● **BRIEF**
Copy out every record precisely.

(Collected data)
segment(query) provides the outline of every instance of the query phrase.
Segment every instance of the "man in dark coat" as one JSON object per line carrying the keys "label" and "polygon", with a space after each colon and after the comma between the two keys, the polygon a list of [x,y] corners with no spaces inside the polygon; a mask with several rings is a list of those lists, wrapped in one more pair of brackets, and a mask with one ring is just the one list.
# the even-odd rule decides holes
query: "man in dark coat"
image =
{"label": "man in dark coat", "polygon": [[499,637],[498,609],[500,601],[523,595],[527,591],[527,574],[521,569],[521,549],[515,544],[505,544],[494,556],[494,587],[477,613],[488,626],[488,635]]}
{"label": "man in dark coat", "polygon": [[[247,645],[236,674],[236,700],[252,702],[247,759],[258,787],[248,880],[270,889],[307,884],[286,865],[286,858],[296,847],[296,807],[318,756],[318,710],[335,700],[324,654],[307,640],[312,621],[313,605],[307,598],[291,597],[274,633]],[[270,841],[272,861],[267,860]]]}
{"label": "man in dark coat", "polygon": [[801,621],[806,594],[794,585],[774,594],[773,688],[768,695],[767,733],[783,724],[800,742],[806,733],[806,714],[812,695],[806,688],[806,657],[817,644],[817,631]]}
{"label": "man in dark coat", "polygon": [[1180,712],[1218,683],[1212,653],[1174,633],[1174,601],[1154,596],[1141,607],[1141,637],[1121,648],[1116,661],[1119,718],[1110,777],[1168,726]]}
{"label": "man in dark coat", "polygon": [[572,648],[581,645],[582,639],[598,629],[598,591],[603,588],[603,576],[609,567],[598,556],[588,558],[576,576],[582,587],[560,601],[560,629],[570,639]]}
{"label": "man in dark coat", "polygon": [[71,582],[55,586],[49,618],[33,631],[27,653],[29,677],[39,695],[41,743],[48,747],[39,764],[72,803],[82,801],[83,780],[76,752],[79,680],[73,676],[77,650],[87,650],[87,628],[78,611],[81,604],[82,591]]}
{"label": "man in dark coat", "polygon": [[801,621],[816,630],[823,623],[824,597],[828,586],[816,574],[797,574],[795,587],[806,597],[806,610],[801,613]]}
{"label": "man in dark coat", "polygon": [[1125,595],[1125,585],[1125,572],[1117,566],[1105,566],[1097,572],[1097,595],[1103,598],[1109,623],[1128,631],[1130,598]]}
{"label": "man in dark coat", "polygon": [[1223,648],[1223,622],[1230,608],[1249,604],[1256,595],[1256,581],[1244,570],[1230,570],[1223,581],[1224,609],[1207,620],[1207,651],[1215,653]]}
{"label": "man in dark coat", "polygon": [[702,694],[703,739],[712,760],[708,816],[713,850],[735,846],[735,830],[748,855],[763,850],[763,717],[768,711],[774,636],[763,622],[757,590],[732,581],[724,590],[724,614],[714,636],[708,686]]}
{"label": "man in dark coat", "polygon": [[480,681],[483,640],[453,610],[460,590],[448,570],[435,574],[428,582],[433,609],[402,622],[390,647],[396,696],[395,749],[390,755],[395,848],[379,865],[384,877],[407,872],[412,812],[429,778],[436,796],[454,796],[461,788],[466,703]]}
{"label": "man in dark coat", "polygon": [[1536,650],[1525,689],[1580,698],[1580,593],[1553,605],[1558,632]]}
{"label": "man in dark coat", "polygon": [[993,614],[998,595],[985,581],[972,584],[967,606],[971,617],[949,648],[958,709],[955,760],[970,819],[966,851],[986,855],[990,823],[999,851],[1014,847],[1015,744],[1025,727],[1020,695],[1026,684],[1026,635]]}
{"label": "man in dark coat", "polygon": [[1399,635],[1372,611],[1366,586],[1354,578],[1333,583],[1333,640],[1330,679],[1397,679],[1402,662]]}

● **RESPONSE FOR THIS EXERCISE**
segment(query) provides the outline of every instance of the query phrase.
Segment every instance of the "man in dark coat" as one JSON object per line carrying the keys "label" and "polygon", with a space after each colon and after the comma between the two keys, the polygon a list of [x,y] corners with no spaces inside the polygon; a mask with several rings is a list of those lists, wrapped in one more pair of brackets, and a mask with one ring is just the one list.
# the even-odd rule decides holes
query: "man in dark coat"
image =
{"label": "man in dark coat", "polygon": [[499,637],[498,609],[500,601],[523,595],[527,591],[527,574],[521,569],[521,549],[515,544],[505,544],[494,556],[494,587],[477,613],[488,626],[488,635]]}
{"label": "man in dark coat", "polygon": [[[247,645],[236,674],[236,700],[252,702],[247,759],[258,787],[248,880],[270,889],[307,884],[286,865],[286,858],[296,847],[296,807],[318,756],[318,710],[335,700],[324,654],[307,640],[312,621],[313,605],[307,598],[291,597],[274,633]],[[270,841],[272,861],[267,860]]]}
{"label": "man in dark coat", "polygon": [[801,621],[806,594],[794,585],[774,594],[773,688],[768,695],[767,733],[783,724],[800,742],[806,733],[806,714],[812,695],[806,688],[806,657],[817,644],[817,631]]}
{"label": "man in dark coat", "polygon": [[1180,712],[1218,683],[1212,653],[1174,633],[1174,601],[1154,596],[1141,607],[1141,637],[1121,648],[1116,661],[1119,718],[1110,777],[1168,726]]}
{"label": "man in dark coat", "polygon": [[572,648],[581,645],[582,639],[598,629],[598,591],[603,588],[603,576],[609,567],[598,556],[588,558],[576,576],[582,587],[560,601],[560,629],[570,639]]}
{"label": "man in dark coat", "polygon": [[71,582],[55,586],[49,618],[33,631],[27,653],[29,677],[39,695],[41,743],[48,747],[39,764],[72,803],[82,801],[83,780],[76,752],[79,680],[73,676],[77,650],[87,650],[87,628],[78,611],[81,604],[82,591]]}
{"label": "man in dark coat", "polygon": [[801,621],[816,630],[823,623],[824,597],[828,586],[816,574],[797,574],[795,587],[806,597],[806,610],[801,613]]}
{"label": "man in dark coat", "polygon": [[1125,595],[1125,585],[1125,572],[1117,566],[1105,566],[1097,572],[1097,595],[1103,598],[1109,623],[1128,631],[1130,598]]}
{"label": "man in dark coat", "polygon": [[1223,648],[1223,622],[1230,608],[1249,604],[1256,595],[1256,581],[1244,570],[1230,570],[1223,581],[1224,609],[1207,620],[1207,651],[1215,653]]}
{"label": "man in dark coat", "polygon": [[702,694],[703,739],[712,760],[708,816],[713,850],[735,846],[735,830],[748,855],[763,850],[763,717],[768,711],[774,636],[763,622],[757,590],[732,581],[724,590],[724,614],[714,636],[708,686]]}
{"label": "man in dark coat", "polygon": [[480,681],[483,640],[453,610],[460,590],[448,570],[435,574],[428,582],[433,609],[402,622],[390,647],[396,696],[395,749],[390,755],[395,848],[379,865],[384,877],[407,872],[412,812],[429,778],[436,796],[454,796],[461,788],[466,703]]}
{"label": "man in dark coat", "polygon": [[1536,650],[1525,689],[1580,698],[1580,593],[1553,605],[1558,632]]}
{"label": "man in dark coat", "polygon": [[993,614],[998,595],[985,581],[972,584],[967,606],[971,617],[949,648],[958,709],[955,760],[970,819],[966,851],[986,855],[990,823],[999,851],[1014,847],[1015,744],[1025,727],[1020,695],[1026,684],[1026,635]]}
{"label": "man in dark coat", "polygon": [[1399,635],[1372,611],[1366,586],[1354,578],[1333,583],[1333,640],[1330,679],[1397,679],[1402,662]]}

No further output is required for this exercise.